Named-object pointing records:

-=-=-=-=-

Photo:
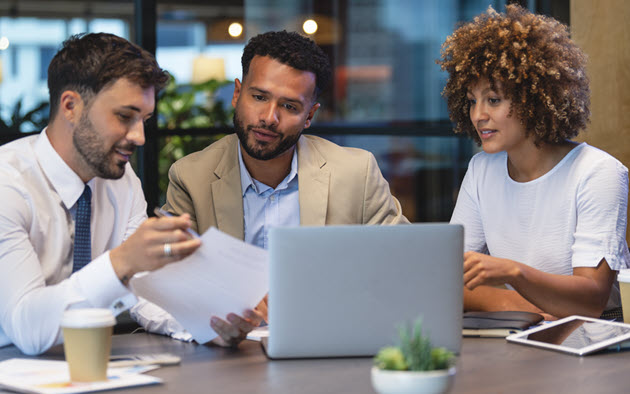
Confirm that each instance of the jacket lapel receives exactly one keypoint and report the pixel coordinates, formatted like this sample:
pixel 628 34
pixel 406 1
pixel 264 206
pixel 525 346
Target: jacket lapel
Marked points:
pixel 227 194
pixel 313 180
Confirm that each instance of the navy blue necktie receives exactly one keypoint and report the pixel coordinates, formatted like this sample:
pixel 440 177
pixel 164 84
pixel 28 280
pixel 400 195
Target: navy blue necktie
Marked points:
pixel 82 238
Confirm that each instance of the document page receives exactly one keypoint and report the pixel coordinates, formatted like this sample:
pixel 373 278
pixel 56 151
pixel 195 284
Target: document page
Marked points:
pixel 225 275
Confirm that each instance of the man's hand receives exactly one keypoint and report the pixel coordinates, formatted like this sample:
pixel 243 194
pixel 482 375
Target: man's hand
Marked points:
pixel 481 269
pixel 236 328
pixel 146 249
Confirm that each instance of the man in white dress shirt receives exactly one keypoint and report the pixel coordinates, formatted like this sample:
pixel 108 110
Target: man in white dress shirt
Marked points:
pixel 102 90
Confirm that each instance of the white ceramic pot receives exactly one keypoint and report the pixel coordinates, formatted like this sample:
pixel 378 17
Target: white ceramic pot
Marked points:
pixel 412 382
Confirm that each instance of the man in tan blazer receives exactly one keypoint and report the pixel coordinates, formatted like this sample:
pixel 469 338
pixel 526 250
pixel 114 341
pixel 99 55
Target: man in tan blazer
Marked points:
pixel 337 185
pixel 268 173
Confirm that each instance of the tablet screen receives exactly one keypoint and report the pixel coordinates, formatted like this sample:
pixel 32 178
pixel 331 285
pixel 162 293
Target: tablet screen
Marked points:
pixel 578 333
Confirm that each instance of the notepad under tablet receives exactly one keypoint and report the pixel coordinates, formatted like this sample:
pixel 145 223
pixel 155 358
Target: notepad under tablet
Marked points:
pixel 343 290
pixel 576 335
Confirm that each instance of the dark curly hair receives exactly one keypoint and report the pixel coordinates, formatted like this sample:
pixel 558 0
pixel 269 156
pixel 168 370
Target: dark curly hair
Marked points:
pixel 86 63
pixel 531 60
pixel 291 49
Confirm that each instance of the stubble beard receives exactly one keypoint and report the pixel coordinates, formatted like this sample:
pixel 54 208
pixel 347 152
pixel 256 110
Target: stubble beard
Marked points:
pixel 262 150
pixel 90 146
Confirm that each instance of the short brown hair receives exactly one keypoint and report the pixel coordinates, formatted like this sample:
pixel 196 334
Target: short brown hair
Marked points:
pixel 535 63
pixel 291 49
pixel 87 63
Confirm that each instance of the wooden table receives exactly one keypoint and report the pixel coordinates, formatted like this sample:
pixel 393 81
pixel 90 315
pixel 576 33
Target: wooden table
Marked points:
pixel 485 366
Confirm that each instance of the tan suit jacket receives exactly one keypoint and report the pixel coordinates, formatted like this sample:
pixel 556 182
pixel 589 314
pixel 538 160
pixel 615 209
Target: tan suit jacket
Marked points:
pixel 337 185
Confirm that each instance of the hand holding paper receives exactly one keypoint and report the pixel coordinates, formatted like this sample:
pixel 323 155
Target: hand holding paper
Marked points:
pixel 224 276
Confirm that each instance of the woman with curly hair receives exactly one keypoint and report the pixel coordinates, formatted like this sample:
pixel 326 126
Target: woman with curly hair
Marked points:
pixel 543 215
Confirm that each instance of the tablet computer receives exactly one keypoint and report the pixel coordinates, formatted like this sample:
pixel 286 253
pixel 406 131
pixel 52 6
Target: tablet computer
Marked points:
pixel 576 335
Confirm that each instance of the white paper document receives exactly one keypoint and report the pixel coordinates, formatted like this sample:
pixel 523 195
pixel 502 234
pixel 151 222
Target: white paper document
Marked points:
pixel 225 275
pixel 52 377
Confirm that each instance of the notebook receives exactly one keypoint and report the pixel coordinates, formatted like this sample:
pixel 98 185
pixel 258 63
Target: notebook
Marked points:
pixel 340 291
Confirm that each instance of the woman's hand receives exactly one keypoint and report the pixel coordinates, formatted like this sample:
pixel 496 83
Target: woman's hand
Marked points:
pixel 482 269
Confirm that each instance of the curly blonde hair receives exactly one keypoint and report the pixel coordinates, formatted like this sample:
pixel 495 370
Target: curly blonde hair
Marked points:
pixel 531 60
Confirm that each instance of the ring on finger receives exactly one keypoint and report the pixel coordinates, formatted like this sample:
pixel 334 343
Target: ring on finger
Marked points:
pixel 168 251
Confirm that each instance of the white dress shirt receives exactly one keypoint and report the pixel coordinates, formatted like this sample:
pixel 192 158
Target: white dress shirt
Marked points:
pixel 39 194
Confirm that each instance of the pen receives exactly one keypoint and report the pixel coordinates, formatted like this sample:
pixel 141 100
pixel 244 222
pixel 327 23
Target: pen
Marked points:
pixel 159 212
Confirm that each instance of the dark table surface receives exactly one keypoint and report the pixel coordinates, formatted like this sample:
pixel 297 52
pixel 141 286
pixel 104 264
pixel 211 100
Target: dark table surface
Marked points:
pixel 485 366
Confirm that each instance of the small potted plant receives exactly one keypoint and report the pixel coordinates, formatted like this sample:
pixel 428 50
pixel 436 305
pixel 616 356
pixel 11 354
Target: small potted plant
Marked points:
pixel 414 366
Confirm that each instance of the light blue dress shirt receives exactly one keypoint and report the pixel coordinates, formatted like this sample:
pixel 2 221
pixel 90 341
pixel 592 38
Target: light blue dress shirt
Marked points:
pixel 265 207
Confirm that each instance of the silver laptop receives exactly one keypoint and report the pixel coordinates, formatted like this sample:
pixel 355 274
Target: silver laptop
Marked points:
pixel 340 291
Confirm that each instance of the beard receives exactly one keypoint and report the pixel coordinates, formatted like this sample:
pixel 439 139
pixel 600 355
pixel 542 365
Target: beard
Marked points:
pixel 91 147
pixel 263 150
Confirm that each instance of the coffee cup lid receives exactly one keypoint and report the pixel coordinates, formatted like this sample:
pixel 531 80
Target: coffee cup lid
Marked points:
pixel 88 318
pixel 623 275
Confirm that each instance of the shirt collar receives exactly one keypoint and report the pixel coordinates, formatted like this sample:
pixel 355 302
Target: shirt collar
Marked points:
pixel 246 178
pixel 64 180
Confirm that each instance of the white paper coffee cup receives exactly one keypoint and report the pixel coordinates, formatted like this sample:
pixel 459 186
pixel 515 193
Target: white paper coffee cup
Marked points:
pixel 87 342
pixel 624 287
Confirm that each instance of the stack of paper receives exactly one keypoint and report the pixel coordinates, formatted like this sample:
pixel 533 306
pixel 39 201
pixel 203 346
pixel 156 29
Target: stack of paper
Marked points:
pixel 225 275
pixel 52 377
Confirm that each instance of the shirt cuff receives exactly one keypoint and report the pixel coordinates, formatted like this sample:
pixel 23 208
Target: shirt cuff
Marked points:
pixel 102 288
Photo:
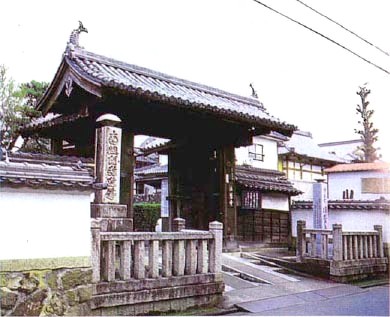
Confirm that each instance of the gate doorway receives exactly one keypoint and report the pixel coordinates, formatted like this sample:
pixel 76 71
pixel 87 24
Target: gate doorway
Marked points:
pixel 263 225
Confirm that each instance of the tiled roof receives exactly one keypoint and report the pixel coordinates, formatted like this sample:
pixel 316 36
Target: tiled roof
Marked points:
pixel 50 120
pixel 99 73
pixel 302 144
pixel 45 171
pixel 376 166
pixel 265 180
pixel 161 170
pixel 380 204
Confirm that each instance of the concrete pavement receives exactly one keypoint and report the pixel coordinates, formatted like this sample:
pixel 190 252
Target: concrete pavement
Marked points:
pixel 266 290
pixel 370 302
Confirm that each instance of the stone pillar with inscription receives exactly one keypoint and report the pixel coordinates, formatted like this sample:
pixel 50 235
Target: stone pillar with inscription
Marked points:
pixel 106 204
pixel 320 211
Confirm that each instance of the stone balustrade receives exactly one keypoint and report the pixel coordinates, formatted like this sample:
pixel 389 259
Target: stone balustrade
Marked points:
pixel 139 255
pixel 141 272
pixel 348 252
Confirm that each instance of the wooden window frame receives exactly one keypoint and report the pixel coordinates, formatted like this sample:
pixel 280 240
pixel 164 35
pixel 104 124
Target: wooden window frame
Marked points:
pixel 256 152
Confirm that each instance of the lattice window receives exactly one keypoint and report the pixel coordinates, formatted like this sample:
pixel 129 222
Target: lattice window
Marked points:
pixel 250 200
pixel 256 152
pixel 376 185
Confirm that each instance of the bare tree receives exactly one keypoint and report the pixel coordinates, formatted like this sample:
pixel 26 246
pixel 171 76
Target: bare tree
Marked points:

-=-=-=-=-

■ Requirement
The lines to repeat run from the line containing "Confirm that each instance of the shirt cuff" through the last line of the material above; give them exactly, without the pictures.

■ Problem solution
Confirm that each instance of the shirt cuff receives exactly one keypoint and report the pixel coordinates, formatted like this sample:
pixel 23 208
Target: shirt cuff
Marked points:
pixel 102 288
Photo:
Confirm that each instance of the gate doorway receives exactly one keypoint and report the pixel coordinates, formatted like this sample:
pixel 76 71
pixel 87 24
Target: gate doorway
Marked points:
pixel 263 225
Confirm that each instance of the tiled roof receives exactly one keypoint and report the pixel coordinates, formatted like this sample:
pixel 316 36
Target: tiled roof
Marked points:
pixel 50 120
pixel 99 73
pixel 302 144
pixel 45 171
pixel 376 166
pixel 265 180
pixel 161 170
pixel 380 204
Confirm that each instance of the concrete pavement receives exactly one keypoint and report the pixel coordinates, formatted like this sample:
pixel 190 252
Target: concrete pavement
Marked points:
pixel 266 290
pixel 370 302
Confirm that each instance of the stone pillar with inscription receives exactly one keypoint and report the pixel coordinates, formatted like this sample:
pixel 50 235
Target: stone pillar with inscription
Marked points:
pixel 106 204
pixel 320 211
Confirm that each instance of the stone balustrade receives exactly one keypoint and report the pixel coordinates, formatted like this sample:
pixel 389 259
Target: stone balustrade
Marked points:
pixel 139 255
pixel 141 272
pixel 348 252
Confirm that each instance of the wooden window frame receives exactly one keypoint and report the pixel coordinates, formatted like this sample:
pixel 280 240
pixel 164 35
pixel 104 124
Target: wooden window frame
Marked points:
pixel 256 152
Confirm that each instance of the lattice window receives exactly one keypoint and report the pixel coordinates, formatted like this sample:
pixel 129 222
Target: lattice window
Marked points:
pixel 250 200
pixel 256 152
pixel 376 185
Confirm that each instance of the bare tree receives exactly one keypoint and report the pixel coordinates, formatted like this sample:
pixel 26 246
pixel 171 76
Target: bare tree
Marked points:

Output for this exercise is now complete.